* INSTRUCTIONS TO FOLLOW
Below are records; count how many of their lines contain the string "wing", and give only that number.

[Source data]
◇ ◇ ◇ ◇ ◇ ◇ ◇

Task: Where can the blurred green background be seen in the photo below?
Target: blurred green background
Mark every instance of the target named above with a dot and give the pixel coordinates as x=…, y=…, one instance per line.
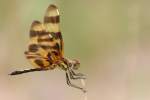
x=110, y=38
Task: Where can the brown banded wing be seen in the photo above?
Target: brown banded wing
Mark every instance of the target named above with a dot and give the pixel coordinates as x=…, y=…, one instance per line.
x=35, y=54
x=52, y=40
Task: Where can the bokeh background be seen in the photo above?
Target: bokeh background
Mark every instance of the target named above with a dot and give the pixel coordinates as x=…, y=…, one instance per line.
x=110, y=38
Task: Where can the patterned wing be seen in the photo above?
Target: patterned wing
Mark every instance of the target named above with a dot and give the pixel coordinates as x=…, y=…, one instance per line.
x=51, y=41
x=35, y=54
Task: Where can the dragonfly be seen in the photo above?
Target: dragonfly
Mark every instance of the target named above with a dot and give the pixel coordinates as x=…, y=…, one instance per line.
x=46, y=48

◇ ◇ ◇ ◇ ◇ ◇ ◇

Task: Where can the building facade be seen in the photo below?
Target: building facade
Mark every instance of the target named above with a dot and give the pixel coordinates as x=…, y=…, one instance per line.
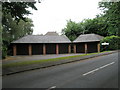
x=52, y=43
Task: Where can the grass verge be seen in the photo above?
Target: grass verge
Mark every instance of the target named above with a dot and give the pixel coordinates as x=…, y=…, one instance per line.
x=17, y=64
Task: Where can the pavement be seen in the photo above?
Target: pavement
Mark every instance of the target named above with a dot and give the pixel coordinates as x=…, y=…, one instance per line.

◇ ◇ ◇ ◇ ◇ ◇ ◇

* EXERCISE OUTPUT
4